STATED EXERCISE A:
Answer the following questions about the TI-58 calculator text:
(i) In what year were the TI-57, TI-58, and TI-59 launched?
(ii) According to the text, what does the prefix "SR" stand for?
(iii) What was the TI-58's price at launch?
#####
This machine was manufactured by Texas Instruments in the USA, in the late 1970s. The TI-58 was launched, along with the TI-57 and the TI-59 in 1977, all three programmable electronic calculators. The TI-57 was simpler, but the TI-58 and the TI-59 were richer in programming features. Neither are capable of retaining the program in memory when turned off, but the TI-59 sported a magnetic card reader, so programs could be stored and retrieved to memory. This limitation was overcome later, with the launch of the TI-58C (for Constant Memory). TI-58 and 59 had a door in their underside in which a ROM module is kept. Machines came with a set of 20 useful programs in a Master Library Module, and soon TI launched many other modules, with programs for statistics, real estate, surveying, navigation, aviation, and many more (see a list here).
TIs from that time descended from an earlier line of TI calculators prefixed “SR”, as in SR-52 (the 58/59's immediate predecessor) and others. SR comes from “Slide Rule” (!!), which tells us much about the intentions of the manufacturer with these machines. Mechanical calculators (and early electronic ones) were usually limited to the arithmetic operations and maybe square roots, and slide rules were the most popular resource to get access to functions such as logarithms, trigonometric and others. Their competition was with Hewlett-Packard, who produced and sold a more sophisticated and more expensive line of calculators.
Nevertheless, TIs were not exactly cheap: TI-58 sold for $95 at launch, and TI-59 at $240. Adjusting these values for inflation between 1977 and 2013, we find approximately $500 and $1230. Quite an investment! Notice that in 1977 the so-called “trinity” of personal computers was at its peak: Apple II, Tandy/Radio Shack TRS-80, and Commodore 64. An Apple II in 1977 cost something around $1300, so even at those prices programmable calculators still had a large market share.
#####
STATED EXERCISE B: Turn the lines of the listing below, from the line containing "Target: flat screen tv" through the line containing "[[[419,145],[324,147],[323,188],[420,200],[420,150]]]", inclusive, into a JSON list of strings with one string per line.

ENTRIES SUPPLIED:
#####
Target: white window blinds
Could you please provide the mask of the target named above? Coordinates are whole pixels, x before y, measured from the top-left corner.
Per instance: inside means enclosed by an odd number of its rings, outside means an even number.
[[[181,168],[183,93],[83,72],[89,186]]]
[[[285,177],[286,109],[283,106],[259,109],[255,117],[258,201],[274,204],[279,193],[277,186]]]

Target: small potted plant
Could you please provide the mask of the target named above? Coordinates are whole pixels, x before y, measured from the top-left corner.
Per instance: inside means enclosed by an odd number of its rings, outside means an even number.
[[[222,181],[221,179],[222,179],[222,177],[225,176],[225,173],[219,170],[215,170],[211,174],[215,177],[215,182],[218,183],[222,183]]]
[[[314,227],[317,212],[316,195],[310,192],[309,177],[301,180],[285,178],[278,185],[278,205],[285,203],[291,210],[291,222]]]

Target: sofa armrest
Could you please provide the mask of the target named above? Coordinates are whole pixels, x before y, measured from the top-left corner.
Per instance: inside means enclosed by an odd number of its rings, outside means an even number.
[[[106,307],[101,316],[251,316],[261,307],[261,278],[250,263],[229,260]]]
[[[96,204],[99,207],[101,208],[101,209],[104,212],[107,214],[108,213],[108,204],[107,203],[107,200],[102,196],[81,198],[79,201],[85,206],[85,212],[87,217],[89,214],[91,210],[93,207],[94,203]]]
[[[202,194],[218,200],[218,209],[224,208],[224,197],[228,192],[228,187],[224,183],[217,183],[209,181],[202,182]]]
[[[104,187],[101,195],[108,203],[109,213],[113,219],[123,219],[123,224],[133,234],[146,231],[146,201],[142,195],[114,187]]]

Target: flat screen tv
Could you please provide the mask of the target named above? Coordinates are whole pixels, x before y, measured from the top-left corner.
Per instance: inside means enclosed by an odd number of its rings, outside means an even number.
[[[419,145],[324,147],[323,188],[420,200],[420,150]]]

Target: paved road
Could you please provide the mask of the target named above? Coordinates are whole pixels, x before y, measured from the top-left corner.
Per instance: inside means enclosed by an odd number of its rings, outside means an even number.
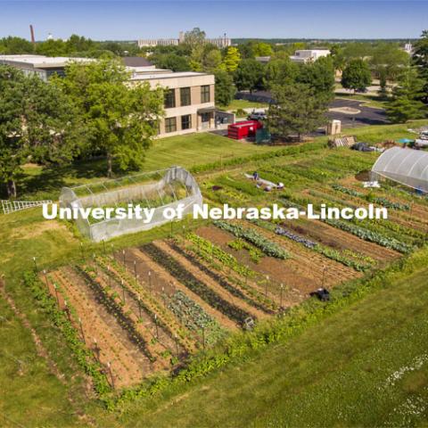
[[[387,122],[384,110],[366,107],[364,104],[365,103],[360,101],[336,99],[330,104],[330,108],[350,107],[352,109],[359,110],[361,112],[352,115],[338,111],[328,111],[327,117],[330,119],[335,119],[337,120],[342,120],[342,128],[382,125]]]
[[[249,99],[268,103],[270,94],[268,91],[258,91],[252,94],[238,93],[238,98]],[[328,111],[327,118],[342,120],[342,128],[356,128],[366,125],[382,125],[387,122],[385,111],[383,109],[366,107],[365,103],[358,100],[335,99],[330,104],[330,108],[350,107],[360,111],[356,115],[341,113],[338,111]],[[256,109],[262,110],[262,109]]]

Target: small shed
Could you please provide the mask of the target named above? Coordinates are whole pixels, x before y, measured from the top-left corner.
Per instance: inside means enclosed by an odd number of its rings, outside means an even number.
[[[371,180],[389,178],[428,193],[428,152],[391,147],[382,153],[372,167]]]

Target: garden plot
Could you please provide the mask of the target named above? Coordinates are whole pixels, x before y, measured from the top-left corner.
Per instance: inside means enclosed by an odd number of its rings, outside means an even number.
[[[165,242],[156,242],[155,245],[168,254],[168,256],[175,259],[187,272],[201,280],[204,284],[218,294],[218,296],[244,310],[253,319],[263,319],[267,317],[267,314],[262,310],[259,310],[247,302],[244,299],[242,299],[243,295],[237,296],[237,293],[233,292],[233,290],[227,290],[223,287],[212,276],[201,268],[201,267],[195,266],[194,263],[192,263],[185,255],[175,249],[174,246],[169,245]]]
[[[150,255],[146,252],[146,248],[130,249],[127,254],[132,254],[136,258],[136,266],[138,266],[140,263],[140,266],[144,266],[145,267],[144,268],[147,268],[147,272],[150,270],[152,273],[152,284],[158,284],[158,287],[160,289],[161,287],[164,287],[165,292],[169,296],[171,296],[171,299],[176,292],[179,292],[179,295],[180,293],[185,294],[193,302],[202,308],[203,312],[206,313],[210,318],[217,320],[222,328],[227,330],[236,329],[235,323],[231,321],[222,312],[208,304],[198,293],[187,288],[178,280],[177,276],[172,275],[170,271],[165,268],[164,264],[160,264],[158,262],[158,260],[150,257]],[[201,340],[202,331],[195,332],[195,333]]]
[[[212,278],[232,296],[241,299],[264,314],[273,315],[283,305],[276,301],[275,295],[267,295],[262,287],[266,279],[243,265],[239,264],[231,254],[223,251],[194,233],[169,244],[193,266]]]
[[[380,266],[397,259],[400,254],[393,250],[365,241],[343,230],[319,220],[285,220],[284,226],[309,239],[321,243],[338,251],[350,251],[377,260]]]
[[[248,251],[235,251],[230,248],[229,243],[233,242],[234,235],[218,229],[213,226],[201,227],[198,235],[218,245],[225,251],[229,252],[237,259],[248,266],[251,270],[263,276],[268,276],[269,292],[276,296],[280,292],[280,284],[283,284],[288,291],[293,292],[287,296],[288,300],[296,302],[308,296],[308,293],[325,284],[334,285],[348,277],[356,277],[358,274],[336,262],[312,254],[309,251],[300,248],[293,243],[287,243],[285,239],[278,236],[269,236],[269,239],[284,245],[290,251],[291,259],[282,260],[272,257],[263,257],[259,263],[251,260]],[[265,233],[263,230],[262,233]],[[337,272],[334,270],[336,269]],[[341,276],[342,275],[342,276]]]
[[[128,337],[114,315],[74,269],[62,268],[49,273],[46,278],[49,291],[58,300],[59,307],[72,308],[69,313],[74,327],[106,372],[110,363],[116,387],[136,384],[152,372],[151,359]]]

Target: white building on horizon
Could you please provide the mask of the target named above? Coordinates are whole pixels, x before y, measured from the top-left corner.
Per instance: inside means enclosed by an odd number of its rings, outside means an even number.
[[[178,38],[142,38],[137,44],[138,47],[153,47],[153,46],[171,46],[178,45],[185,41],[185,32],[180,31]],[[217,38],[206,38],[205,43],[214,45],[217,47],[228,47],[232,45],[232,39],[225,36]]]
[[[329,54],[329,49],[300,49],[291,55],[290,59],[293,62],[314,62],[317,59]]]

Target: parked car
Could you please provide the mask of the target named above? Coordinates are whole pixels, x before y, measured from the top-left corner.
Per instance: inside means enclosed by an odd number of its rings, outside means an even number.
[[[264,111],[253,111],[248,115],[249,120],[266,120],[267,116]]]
#####
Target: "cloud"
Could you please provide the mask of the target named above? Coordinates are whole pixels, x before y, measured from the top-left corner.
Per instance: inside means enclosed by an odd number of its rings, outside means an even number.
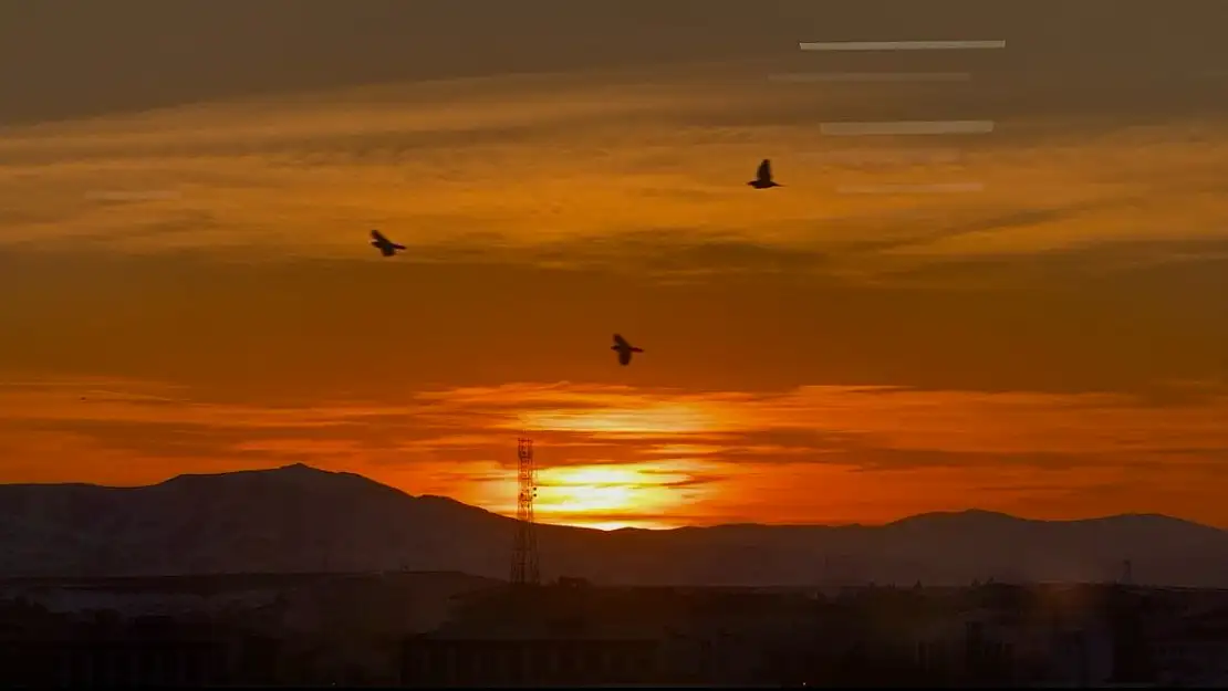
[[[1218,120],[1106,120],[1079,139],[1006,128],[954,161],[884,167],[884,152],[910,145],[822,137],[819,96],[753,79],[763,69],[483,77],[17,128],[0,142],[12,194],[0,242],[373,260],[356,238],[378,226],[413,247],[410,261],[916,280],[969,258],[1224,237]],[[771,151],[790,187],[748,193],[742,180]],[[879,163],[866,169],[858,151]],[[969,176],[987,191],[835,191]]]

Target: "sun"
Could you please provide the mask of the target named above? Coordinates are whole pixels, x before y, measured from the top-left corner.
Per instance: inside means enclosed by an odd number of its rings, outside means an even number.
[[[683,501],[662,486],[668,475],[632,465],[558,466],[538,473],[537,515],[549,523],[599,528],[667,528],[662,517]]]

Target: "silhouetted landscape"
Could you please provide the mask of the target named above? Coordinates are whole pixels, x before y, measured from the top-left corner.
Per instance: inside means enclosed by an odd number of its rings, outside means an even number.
#####
FINAL ANSWER A:
(i) 1977
(ii) "Slide Rule"
(iii) $95

FINAL ANSWER B:
[
  "Target: flat screen tv",
  "Could you please provide the mask of the target named above? Coordinates are whole pixels, x before y, measured from the top-left corner.",
  "Per instance: inside means enclosed by an odd number of its rings, outside means an even number.",
  "[[[419,145],[324,147],[323,188],[420,200],[420,150]]]"
]